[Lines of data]
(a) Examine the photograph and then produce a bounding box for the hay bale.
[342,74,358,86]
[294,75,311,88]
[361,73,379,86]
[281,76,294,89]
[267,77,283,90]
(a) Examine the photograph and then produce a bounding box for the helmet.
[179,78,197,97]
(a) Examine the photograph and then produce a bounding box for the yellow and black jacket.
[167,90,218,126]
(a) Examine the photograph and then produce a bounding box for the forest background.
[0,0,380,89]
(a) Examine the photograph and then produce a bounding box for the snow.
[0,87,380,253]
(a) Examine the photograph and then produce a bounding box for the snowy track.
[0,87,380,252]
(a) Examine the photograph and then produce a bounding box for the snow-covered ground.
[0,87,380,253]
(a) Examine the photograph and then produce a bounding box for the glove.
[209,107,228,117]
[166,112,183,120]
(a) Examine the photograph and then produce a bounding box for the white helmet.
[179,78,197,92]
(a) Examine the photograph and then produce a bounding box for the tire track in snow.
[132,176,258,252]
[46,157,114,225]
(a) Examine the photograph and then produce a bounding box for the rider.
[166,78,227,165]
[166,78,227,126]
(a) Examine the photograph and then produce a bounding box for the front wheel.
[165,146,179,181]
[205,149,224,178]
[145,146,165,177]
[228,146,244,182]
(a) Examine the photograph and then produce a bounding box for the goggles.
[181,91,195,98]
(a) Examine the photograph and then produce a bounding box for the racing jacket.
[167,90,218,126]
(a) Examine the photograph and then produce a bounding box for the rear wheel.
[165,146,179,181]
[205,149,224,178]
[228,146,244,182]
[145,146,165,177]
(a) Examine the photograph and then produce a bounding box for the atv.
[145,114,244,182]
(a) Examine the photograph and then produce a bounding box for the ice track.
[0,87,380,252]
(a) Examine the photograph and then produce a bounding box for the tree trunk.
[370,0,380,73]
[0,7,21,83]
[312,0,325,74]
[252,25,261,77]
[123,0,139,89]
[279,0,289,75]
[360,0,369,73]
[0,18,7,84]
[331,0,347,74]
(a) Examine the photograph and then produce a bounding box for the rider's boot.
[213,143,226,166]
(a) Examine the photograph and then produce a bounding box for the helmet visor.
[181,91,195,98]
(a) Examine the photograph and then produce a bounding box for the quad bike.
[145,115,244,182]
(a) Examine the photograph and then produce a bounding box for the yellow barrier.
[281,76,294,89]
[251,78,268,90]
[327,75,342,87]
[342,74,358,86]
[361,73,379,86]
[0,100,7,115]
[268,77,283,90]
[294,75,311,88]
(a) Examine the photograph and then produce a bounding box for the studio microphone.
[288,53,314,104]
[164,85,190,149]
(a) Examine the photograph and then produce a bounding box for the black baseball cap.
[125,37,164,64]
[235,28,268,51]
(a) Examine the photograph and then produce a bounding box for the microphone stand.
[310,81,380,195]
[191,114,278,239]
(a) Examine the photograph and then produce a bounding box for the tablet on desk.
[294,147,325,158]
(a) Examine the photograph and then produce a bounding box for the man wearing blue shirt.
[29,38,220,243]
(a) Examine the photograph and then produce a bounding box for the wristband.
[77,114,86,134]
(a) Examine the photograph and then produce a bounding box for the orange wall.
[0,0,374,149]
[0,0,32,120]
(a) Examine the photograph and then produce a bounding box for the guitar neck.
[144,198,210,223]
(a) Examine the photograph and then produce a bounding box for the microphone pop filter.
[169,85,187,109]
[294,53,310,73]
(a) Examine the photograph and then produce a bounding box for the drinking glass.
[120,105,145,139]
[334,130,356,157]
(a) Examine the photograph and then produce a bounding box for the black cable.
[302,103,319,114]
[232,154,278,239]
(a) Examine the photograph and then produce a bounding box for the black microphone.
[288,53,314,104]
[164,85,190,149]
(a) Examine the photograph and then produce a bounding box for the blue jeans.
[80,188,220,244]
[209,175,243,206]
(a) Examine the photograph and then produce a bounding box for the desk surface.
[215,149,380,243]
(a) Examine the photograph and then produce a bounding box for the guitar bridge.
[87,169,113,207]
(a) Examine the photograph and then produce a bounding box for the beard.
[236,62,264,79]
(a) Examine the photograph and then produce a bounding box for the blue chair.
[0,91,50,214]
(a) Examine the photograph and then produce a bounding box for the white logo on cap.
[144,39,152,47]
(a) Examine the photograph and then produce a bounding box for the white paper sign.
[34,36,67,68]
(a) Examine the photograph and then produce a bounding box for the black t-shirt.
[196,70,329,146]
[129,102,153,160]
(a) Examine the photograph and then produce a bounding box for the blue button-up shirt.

**Written problem**
Rewrite the lines of the listing from the one containing "and black jacket." through the one containing "[145,115,244,182]", inclusive, changing "photograph" to "image" and leaving everything else as it is.

**Completed exercise**
(a) Examine the image and then produce a bounding box for the yellow and black jacket.
[167,90,218,126]
(a) Examine the image and then produce a bounding box for the forest background.
[0,0,380,89]
(a) Examine the image and then produce a bounding box for the snow.
[0,87,380,253]
(a) Examine the image and then produce a bounding box for the snowy track.
[0,87,380,252]
(a) Examine the image and then produce a bounding box for the snow-covered ground.
[0,87,380,253]
(a) Examine the image and then produce a bounding box for the glove.
[209,107,228,117]
[166,112,183,120]
(a) Examine the image and then produce a bounding box for the white helmet.
[179,78,197,92]
(a) Examine the image and then produce a bounding box for the tire track in snow.
[132,176,258,252]
[46,157,114,225]
(a) Examine the image and then produce a bounding box for the rider.
[166,78,227,165]
[166,78,227,126]
(a) Examine the image and then produce a bounding box for the front wheel.
[165,146,179,181]
[205,149,224,178]
[145,146,165,177]
[228,146,244,182]
(a) Examine the image and then produce a bounding box for the goggles.
[181,91,195,98]
(a) Examine the image and then produce a bounding box for the racing jacket.
[167,90,218,126]
(a) Examine the image and then produce a bounding box for the rear wheel.
[165,146,179,181]
[205,149,224,178]
[228,146,244,182]
[145,146,165,177]
(a) Examine the image and then produce a bounding box for the atv.
[145,114,244,182]
(a) Examine the image and then produce a bounding box for the ice track.
[0,87,380,252]
(a) Examine the image and then produce a bounding box for the tree trunk.
[370,0,380,73]
[0,7,21,83]
[312,0,325,74]
[252,25,261,77]
[123,0,139,89]
[279,0,289,75]
[360,0,369,73]
[0,18,7,84]
[331,0,347,74]
(a) Examine the image and then produce a bounding box for the rider's boot.
[213,143,226,166]
(a) Examine the image and then produce a bounding box for the helmet visor.
[181,91,195,98]
(a) Examine the image and then produce a bounding box for the quad bike.
[145,115,244,182]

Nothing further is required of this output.